• **Try it**: Can you repeat, word for word, everything in the passage on the old evidence problem from "Recently so called" down to "to the problem."?

### Provided text

The "Old Evidence" Problem

Answers from Bayesians

My own reply

Bibliography

Recently so called "Bayesianism" is getting popular as a formalization of scientific reasoning. However there have been many objections to Bayesianism, and Clark Glymour added a new one, namely the "old evidence" problem (1980). The purpose of this paper is to examine Glymour's and his opponents' arguments and suggest a new solution to the problem.

Bayesianism claims that Bayes's theorem gives a formal structure to inductive logic. Bayes's theorem ( BT) governs the relationship between a theory and its evidence;

(BT) P(T|E)=P(T)P(E|T)/P(E)

P(T) is called the *prior probability*, the probability of the theory before we get the evidence;
P(E) is the *expectedness* of the evidence, the degree the evidence is likely to happen; P(E|T) is the
*likelihood* of E, given that the theory T is true; P(T|E) is called the *posterior probability* of T, the
probability of T given that E has happened. If the theory predicts that something unexpected (P(E) is
low) will occur ( P(E|T) is high), and if this really happens, the theory will increase its authenticity
(so P(T|E)>P(T)); and the more the prediction is surprising ( P(E) gets closer to 0), the stronger
support this will give to the theory (P(T|E) gets closer to 1) These results seem to agree with our
intuition of the relation between a theory and its evidence. This theorem can be easily proved
from axioms of probability and the definition of conditional probability.

Another important claim of Bayesianism is that these probabilities should be regarded as
subjective, though rational. with this claim Bayesianism can avoid the problem of
assigning prior probability to a theory. We can assign this value according to our intuitive,
personal degree of belief (though, since it is probability, it should obey axioms of probability,
so, for example, it should be between 0 and 1; usually it also should not be 1 or 0; if P(T) = 0,
automatically P(T|E) = 0 and thus no evidence can support the theory; if P(T) = 1, every other
alternative theories should have probability 0). Such arbitrariness may seem to be against our
intuition about the objectivity of scientific theories. However, even if we start from a variety of
prior probabilities, we can get very close posterior probabilities by accumulating evidence (as likewise can be proven from Bayes's theorem). This result also agrees with our intuition of scientific
practices.

In spite of these advantages, Bayesianism has also several difficulties. One of the major
difficulties is put forward by Clark Glymour (1980, 85-93), and called "old evidence"
problem. In the history of science, we can find many examples of a theory seemingly being
confirmed by evidence already known before the theory was proposed. For example, the
anomalous advance of the perihelion of Mercury is usually considered as strong support for
the general relativity theory. When Einstein finally established his general relativity theory in
November 1915, this phenomenon was a well established fact (Glymour 1980,88). Several attempts were made to explain this phenomenon by Newtonian physics or the special relativity
theory, but they were not successful (Earman 1992, 132). In fact, one of Einstein's motivations
in constructing the general relativity theory was to explain this anomaly (ibid., 123). He was not
sure if his final version of field equations could completely explain the phenomenon in November
1915 (ibid., 115), and this relation was established later. The general relativity theory has other
factual supports such as the phenomena of light bending by gravity (and this is really a novel
fact that the general relativity theory predicted), but the perihelion phenomenon is considered as
the strongest support for the theory (Brush 1989). There are similar relationships between
Newton's law of gravity and Kepler's laws, or the special relativity theory and
Michelson-Morley experiment. In fact, these old evidences are regarded as crucial for the
acceptance of the theories.

######
### Material provided

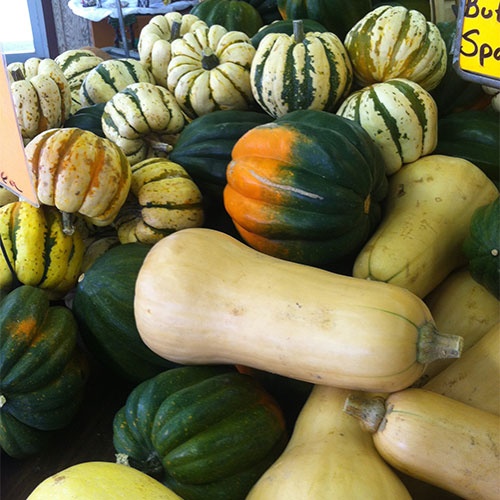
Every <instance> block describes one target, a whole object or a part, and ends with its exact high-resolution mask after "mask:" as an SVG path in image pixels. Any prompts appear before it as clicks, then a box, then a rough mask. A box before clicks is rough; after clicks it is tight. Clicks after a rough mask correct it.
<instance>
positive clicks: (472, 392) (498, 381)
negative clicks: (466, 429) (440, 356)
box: [423, 323, 500, 472]
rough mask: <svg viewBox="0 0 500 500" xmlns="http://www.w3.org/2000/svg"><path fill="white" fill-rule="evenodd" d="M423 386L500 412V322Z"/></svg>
mask: <svg viewBox="0 0 500 500" xmlns="http://www.w3.org/2000/svg"><path fill="white" fill-rule="evenodd" d="M423 388H424V389H427V390H429V391H433V392H437V393H438V394H443V395H444V396H448V397H450V398H453V399H456V400H457V401H462V403H466V404H468V405H470V406H474V408H479V409H480V410H484V411H488V412H490V413H494V414H495V415H500V323H497V324H496V325H495V326H494V327H493V328H491V330H490V331H489V332H488V333H486V335H484V336H483V337H482V338H481V339H480V340H479V341H478V342H476V343H475V344H474V345H473V346H472V347H471V348H470V349H469V350H468V351H467V352H466V353H464V354H463V356H462V357H461V358H460V359H457V360H456V361H455V362H454V363H452V364H451V365H450V366H449V367H448V368H446V370H444V371H442V372H441V373H439V374H438V375H436V376H435V377H434V378H432V379H431V380H430V381H429V382H428V383H427V384H426V385H425V386H424V387H423ZM499 472H500V471H499Z"/></svg>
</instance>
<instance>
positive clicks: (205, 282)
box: [0, 0, 500, 500]
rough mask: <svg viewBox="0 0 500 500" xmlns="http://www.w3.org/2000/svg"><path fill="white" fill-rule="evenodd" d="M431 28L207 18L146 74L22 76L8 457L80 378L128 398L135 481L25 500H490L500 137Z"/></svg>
mask: <svg viewBox="0 0 500 500" xmlns="http://www.w3.org/2000/svg"><path fill="white" fill-rule="evenodd" d="M408 3H411V4H417V5H418V2H406V4H408ZM425 3H426V2H422V4H425ZM412 6H414V5H412ZM426 15H427V16H429V13H428V12H427V11H426V10H425V9H421V10H415V9H411V8H407V7H405V2H372V1H371V0H351V1H350V2H347V3H346V2H340V1H339V0H310V1H307V2H305V1H304V0H248V1H242V0H204V1H202V2H200V3H199V4H198V5H196V6H195V7H194V8H193V9H192V11H191V12H190V13H189V14H185V15H181V14H180V13H178V12H173V13H169V14H166V15H162V16H155V17H154V18H153V19H152V20H151V21H150V23H149V24H148V25H147V26H146V27H145V28H143V30H142V32H141V34H140V39H139V45H138V54H139V60H135V59H109V60H103V59H101V58H100V57H98V56H96V55H95V54H94V53H93V52H92V51H89V50H74V51H68V52H66V53H63V54H61V55H59V56H58V57H57V58H56V59H55V60H54V61H52V60H50V59H46V60H42V61H40V60H30V61H27V62H26V63H25V64H24V65H21V64H14V65H11V66H9V68H8V69H9V75H10V78H11V82H12V84H11V90H12V94H13V97H14V105H15V108H16V113H17V118H18V121H19V126H20V131H21V134H22V136H23V139H24V142H25V150H26V158H27V160H28V164H29V167H30V169H31V174H32V178H33V182H34V187H35V190H36V194H37V197H38V200H39V204H40V206H39V207H34V206H32V205H30V204H28V203H27V202H24V201H20V200H17V199H16V198H13V197H12V196H11V195H10V193H8V192H6V191H5V190H3V189H2V190H0V243H1V245H0V246H1V252H2V253H1V254H0V337H1V342H0V446H1V448H2V450H3V452H5V453H7V454H8V455H10V456H12V457H15V458H20V459H22V458H24V457H28V456H32V455H34V454H37V453H41V452H42V451H43V449H44V448H45V447H46V446H47V444H48V442H50V440H51V439H53V436H54V434H55V433H57V432H58V430H59V429H62V428H63V427H65V426H67V425H68V424H69V422H71V420H72V419H73V418H74V417H75V415H76V414H77V413H78V411H79V408H80V404H81V401H82V398H83V397H84V391H85V386H86V383H87V379H88V373H89V366H91V364H89V359H91V360H92V362H94V361H96V362H98V363H101V364H102V365H104V366H106V367H107V368H108V369H110V370H112V371H113V372H114V373H115V374H116V376H117V377H118V378H120V379H123V380H124V381H127V383H131V384H133V386H134V389H133V390H132V391H131V393H130V395H129V397H128V398H127V400H126V401H123V407H122V408H117V409H116V415H115V417H114V423H113V446H114V448H115V450H116V459H117V463H116V464H112V463H106V462H92V463H82V464H77V465H75V464H73V466H72V467H70V468H68V469H66V470H64V471H60V472H59V471H58V474H55V475H54V476H52V477H50V478H47V480H46V481H44V482H42V483H41V484H40V485H39V486H38V487H37V488H36V489H35V490H34V491H33V493H32V494H31V495H30V496H29V499H30V500H35V499H45V498H53V499H66V498H67V499H69V498H83V497H85V498H88V499H91V498H92V499H94V498H95V499H99V500H106V499H108V498H109V499H114V498H117V497H119V496H120V497H121V495H125V496H127V497H128V498H148V499H181V500H182V499H183V500H202V499H204V500H206V499H211V500H244V499H247V500H267V499H269V500H280V499H283V500H285V499H286V500H290V499H300V500H318V499H320V498H325V499H326V498H328V499H360V500H361V499H363V500H364V499H367V498H371V499H381V500H382V499H383V500H389V499H394V500H400V499H406V498H408V499H409V498H411V494H410V492H409V489H410V488H409V487H408V484H407V482H406V479H405V478H408V477H410V478H414V479H416V480H420V481H423V482H424V483H426V484H427V485H428V487H429V488H431V487H438V488H441V489H443V490H446V491H447V492H450V493H452V494H455V495H458V497H460V498H464V499H496V498H499V497H500V454H499V449H500V323H499V319H500V316H499V313H500V303H499V298H500V297H499V295H500V293H499V292H500V263H499V262H500V257H499V251H500V225H499V219H500V197H499V192H498V182H499V158H500V147H499V116H498V112H497V111H495V109H494V107H493V106H492V105H491V104H490V102H491V95H489V94H488V93H486V92H484V91H483V89H482V88H481V87H480V86H479V85H477V84H473V83H470V82H465V81H463V80H460V79H459V78H458V77H457V75H456V74H455V72H454V71H453V68H452V67H451V57H452V55H451V53H450V47H451V44H452V41H453V38H454V36H455V30H456V26H455V23H438V24H437V25H435V24H434V23H432V22H430V20H429V19H428V18H426ZM457 358H458V359H457ZM136 469H137V470H136ZM401 473H402V474H401ZM431 485H432V486H431ZM438 491H439V490H438Z"/></svg>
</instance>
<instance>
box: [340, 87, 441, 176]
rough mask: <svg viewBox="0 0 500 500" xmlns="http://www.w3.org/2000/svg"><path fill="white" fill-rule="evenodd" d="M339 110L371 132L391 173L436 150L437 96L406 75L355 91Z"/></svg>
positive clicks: (370, 134) (370, 133) (386, 170)
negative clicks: (407, 164)
mask: <svg viewBox="0 0 500 500" xmlns="http://www.w3.org/2000/svg"><path fill="white" fill-rule="evenodd" d="M337 114H338V115H340V116H343V117H344V118H348V119H350V120H354V121H356V122H358V123H359V124H360V125H361V126H362V127H363V128H364V129H365V130H366V131H367V132H368V134H369V135H370V136H371V138H372V139H373V140H374V141H375V143H376V144H377V146H378V147H379V148H380V151H381V152H382V156H383V158H384V160H385V165H386V174H387V175H392V174H394V173H395V172H397V171H398V170H399V169H400V168H401V167H402V166H403V164H404V163H410V162H414V161H416V160H418V159H419V158H420V157H421V156H425V155H428V154H430V153H432V151H434V149H435V148H436V145H437V106H436V103H435V102H434V99H433V98H432V97H431V96H430V94H429V93H428V92H427V91H426V90H424V89H423V88H422V87H421V86H420V85H418V84H417V83H415V82H411V81H409V80H405V79H403V78H394V79H392V80H388V81H387V82H384V83H376V84H375V85H372V86H370V87H366V88H364V89H362V90H358V91H357V92H354V93H353V94H351V95H350V96H349V97H348V98H347V99H346V100H345V101H344V102H343V103H342V105H341V106H340V108H339V110H338V111H337Z"/></svg>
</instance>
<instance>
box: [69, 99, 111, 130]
mask: <svg viewBox="0 0 500 500" xmlns="http://www.w3.org/2000/svg"><path fill="white" fill-rule="evenodd" d="M105 105H106V103H105V102H100V103H99V104H94V105H93V106H88V107H85V108H80V109H79V110H78V111H77V112H76V113H75V114H73V115H71V116H70V117H69V118H68V119H67V120H66V121H65V122H64V125H63V128H71V127H76V128H79V129H82V130H88V131H89V132H93V133H94V134H96V135H98V136H99V137H106V136H105V135H104V132H103V131H102V125H101V118H102V114H103V112H104V106H105Z"/></svg>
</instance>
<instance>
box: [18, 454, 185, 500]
mask: <svg viewBox="0 0 500 500" xmlns="http://www.w3.org/2000/svg"><path fill="white" fill-rule="evenodd" d="M49 499H50V500H182V499H181V497H179V496H178V495H176V494H175V493H174V492H173V491H171V490H169V489H168V488H167V487H166V486H163V484H161V483H159V482H158V481H156V480H155V479H152V478H151V477H149V476H147V475H146V474H144V473H143V472H140V471H138V470H136V469H133V468H132V467H127V466H126V465H120V464H114V463H111V462H85V463H81V464H78V465H74V466H72V467H69V468H67V469H64V470H62V471H61V472H58V473H57V474H54V475H53V476H50V477H49V478H47V479H45V481H43V482H42V483H40V484H39V485H38V486H37V487H36V488H35V490H34V491H33V492H32V493H31V495H30V496H29V497H28V499H27V500H49Z"/></svg>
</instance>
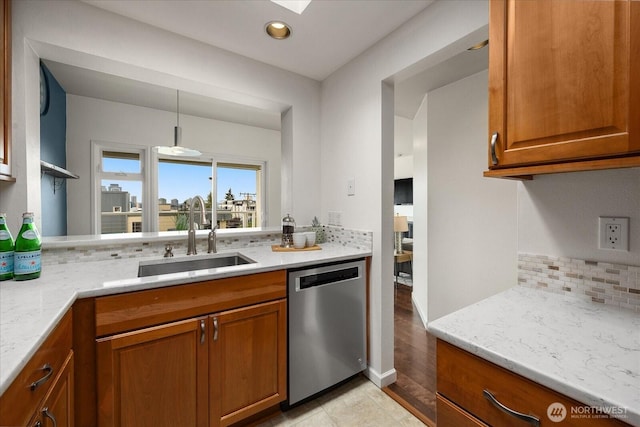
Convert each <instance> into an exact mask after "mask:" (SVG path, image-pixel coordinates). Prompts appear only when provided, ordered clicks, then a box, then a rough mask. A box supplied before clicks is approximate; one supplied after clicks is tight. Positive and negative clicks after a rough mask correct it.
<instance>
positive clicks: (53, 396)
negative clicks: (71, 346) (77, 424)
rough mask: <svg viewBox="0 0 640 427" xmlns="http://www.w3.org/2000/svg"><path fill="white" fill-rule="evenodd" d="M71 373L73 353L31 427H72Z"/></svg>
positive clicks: (54, 383)
mask: <svg viewBox="0 0 640 427" xmlns="http://www.w3.org/2000/svg"><path fill="white" fill-rule="evenodd" d="M73 371H74V363H73V352H70V353H69V357H68V358H67V360H66V361H65V363H64V365H63V367H62V370H61V371H60V374H59V375H58V376H57V377H56V379H55V381H54V383H53V384H52V386H51V389H50V390H49V393H48V394H47V397H45V399H44V402H43V403H42V406H41V408H40V410H39V413H38V414H37V416H36V419H35V421H32V422H31V424H30V425H31V426H37V427H73V425H74V422H73V409H74V408H73Z"/></svg>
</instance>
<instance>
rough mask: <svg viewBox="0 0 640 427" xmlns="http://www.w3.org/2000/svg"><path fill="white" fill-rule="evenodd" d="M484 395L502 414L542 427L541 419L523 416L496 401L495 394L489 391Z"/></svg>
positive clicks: (520, 413)
mask: <svg viewBox="0 0 640 427" xmlns="http://www.w3.org/2000/svg"><path fill="white" fill-rule="evenodd" d="M482 394H483V395H484V397H486V398H487V400H489V402H491V403H492V404H493V406H495V407H496V408H498V409H500V410H501V411H502V412H504V413H506V414H508V415H511V416H512V417H514V418H517V419H519V420H521V421H524V422H526V423H529V424H531V425H532V426H534V427H540V419H539V418H536V417H534V416H533V415H527V414H523V413H521V412H518V411H514V410H513V409H511V408H508V407H506V406H505V405H503V404H502V403H500V402H498V399H496V398H495V397H494V396H493V394H491V393H490V392H488V391H487V390H482Z"/></svg>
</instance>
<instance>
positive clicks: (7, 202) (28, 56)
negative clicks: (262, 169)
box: [0, 0, 320, 229]
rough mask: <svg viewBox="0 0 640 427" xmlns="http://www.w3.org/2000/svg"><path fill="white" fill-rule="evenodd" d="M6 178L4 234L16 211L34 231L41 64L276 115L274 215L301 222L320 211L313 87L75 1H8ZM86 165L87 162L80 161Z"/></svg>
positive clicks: (268, 66)
mask: <svg viewBox="0 0 640 427" xmlns="http://www.w3.org/2000/svg"><path fill="white" fill-rule="evenodd" d="M12 9H13V11H12V12H13V27H12V31H13V35H12V55H13V82H12V95H13V109H12V113H13V123H12V124H13V127H12V131H13V141H14V143H13V151H12V154H13V158H12V165H13V171H14V174H15V176H16V179H17V182H16V183H15V184H11V185H3V186H2V188H1V190H0V191H2V197H1V200H2V202H1V203H2V208H3V209H5V210H6V211H7V213H8V216H9V219H10V223H9V226H10V227H11V228H14V229H16V228H17V227H18V221H19V218H20V215H21V213H22V212H25V211H27V210H29V211H33V212H35V214H36V220H37V222H38V224H39V223H40V215H41V206H40V197H39V195H40V163H39V151H40V150H39V135H40V129H39V114H38V111H39V91H38V88H39V85H38V75H39V71H38V60H39V58H40V57H42V58H45V59H51V60H53V61H57V62H62V63H67V64H71V65H75V66H79V67H83V68H89V69H93V70H96V71H101V72H105V73H109V74H116V75H119V76H121V77H126V78H130V79H134V80H142V81H147V82H149V83H152V84H156V85H160V86H165V87H170V88H175V89H180V90H184V91H187V92H192V93H199V94H201V95H203V96H208V97H213V98H220V99H223V100H227V101H232V102H236V103H241V104H246V105H251V106H254V107H258V108H264V109H270V110H272V111H279V112H281V113H282V114H285V113H286V114H287V115H288V116H289V117H291V119H287V120H286V122H283V126H285V125H286V126H289V127H290V128H289V129H285V128H284V127H283V130H282V138H283V144H282V146H283V153H282V167H283V169H285V170H286V171H287V172H286V174H283V188H284V189H285V190H283V192H286V197H282V198H281V199H282V200H283V202H282V209H281V210H282V211H286V212H290V213H291V214H292V215H293V216H294V217H295V218H299V219H300V222H301V223H305V222H306V221H309V222H310V221H311V219H312V218H313V216H314V215H318V214H319V212H320V198H319V197H318V194H320V162H319V161H318V159H319V158H320V127H319V117H320V84H319V83H318V82H317V81H314V80H311V79H308V78H305V77H302V76H299V75H296V74H293V73H290V72H286V71H283V70H281V69H278V68H276V67H272V66H268V65H265V64H263V63H260V62H257V61H254V60H251V59H249V58H246V57H242V56H239V55H235V54H232V53H230V52H228V51H225V50H222V49H218V48H215V47H212V46H208V45H205V44H202V43H198V42H196V41H194V40H192V39H188V38H186V37H181V36H178V35H176V34H173V33H169V32H166V31H163V30H160V29H157V28H155V27H152V26H149V25H145V24H142V23H140V22H137V21H133V20H130V19H127V18H124V17H122V16H119V15H116V14H112V13H110V12H107V11H104V10H101V9H98V8H95V7H93V6H90V5H88V4H86V3H84V2H79V1H65V0H58V1H55V2H46V1H39V0H23V1H19V2H14V3H13V7H12ZM86 161H87V162H88V161H89V159H88V158H87V159H86Z"/></svg>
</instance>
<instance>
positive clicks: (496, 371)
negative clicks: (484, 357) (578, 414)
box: [437, 340, 627, 427]
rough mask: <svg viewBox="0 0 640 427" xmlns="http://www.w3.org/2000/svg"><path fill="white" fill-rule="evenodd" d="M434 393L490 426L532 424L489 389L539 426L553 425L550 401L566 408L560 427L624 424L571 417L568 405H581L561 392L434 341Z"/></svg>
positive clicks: (476, 356)
mask: <svg viewBox="0 0 640 427" xmlns="http://www.w3.org/2000/svg"><path fill="white" fill-rule="evenodd" d="M437 371H438V386H437V388H438V393H440V394H441V395H442V396H443V397H446V398H447V399H448V400H450V401H452V402H453V403H455V404H456V405H458V406H459V407H461V408H464V409H465V410H466V411H467V412H469V413H471V414H473V415H474V416H475V417H477V418H479V419H480V420H482V421H483V422H485V423H487V424H489V425H493V426H510V427H518V426H522V427H526V426H529V427H530V426H531V425H532V424H530V423H527V422H525V421H522V420H519V419H517V418H515V417H513V416H512V415H509V414H507V413H505V412H503V411H501V410H500V409H498V408H497V407H496V406H494V404H492V403H491V402H490V401H489V399H487V398H486V397H485V395H484V391H485V390H486V391H488V392H490V393H491V394H492V395H493V396H494V397H495V398H496V399H497V400H498V401H499V402H500V403H502V404H503V405H505V406H507V407H508V408H510V409H512V410H515V411H518V412H520V413H523V414H526V415H531V416H533V417H536V418H538V419H539V420H540V426H543V427H544V426H555V425H558V424H557V422H558V421H557V420H554V421H551V420H550V419H549V417H548V416H547V409H548V408H549V406H550V405H551V404H552V403H561V404H562V405H564V408H565V410H566V413H565V416H566V418H565V419H564V421H563V422H562V425H563V426H577V427H580V426H584V425H585V421H588V423H589V426H592V427H594V426H626V425H627V424H625V423H623V422H621V421H619V420H616V419H608V418H595V417H592V418H591V419H589V420H585V419H583V418H571V408H572V407H576V408H577V407H584V406H585V405H584V404H581V403H579V402H576V401H575V400H572V399H570V398H568V397H566V396H564V395H562V394H559V393H557V392H555V391H552V390H550V389H548V388H546V387H544V386H542V385H540V384H537V383H535V382H533V381H530V380H528V379H526V378H524V377H521V376H519V375H517V374H514V373H513V372H510V371H508V370H506V369H503V368H501V367H499V366H497V365H494V364H493V363H490V362H487V361H486V360H484V359H482V358H479V357H477V356H474V355H472V354H470V353H468V352H466V351H464V350H461V349H459V348H457V347H455V346H453V345H451V344H448V343H446V342H444V341H441V340H438V344H437Z"/></svg>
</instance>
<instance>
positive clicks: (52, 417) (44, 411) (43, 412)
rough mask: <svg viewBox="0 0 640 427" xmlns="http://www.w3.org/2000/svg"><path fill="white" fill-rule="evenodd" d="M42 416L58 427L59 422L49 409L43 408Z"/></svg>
mask: <svg viewBox="0 0 640 427" xmlns="http://www.w3.org/2000/svg"><path fill="white" fill-rule="evenodd" d="M42 416H43V417H45V418H49V419H50V420H51V422H52V423H53V427H58V422H57V421H56V417H54V416H53V414H52V413H51V412H49V408H42Z"/></svg>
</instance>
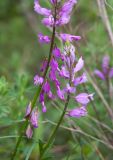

######

• **Finished task**:
Recently so called "Bayesianism" is getting popular as a formalization of scientific reasoning. However there have been many objections to Bayesianism, and Clark Glymour added a new one, namely the "old evidence" problem (1980). The purpose of this paper is to examine Glymour's and his opponents' arguments and suggest a new solution to the problem.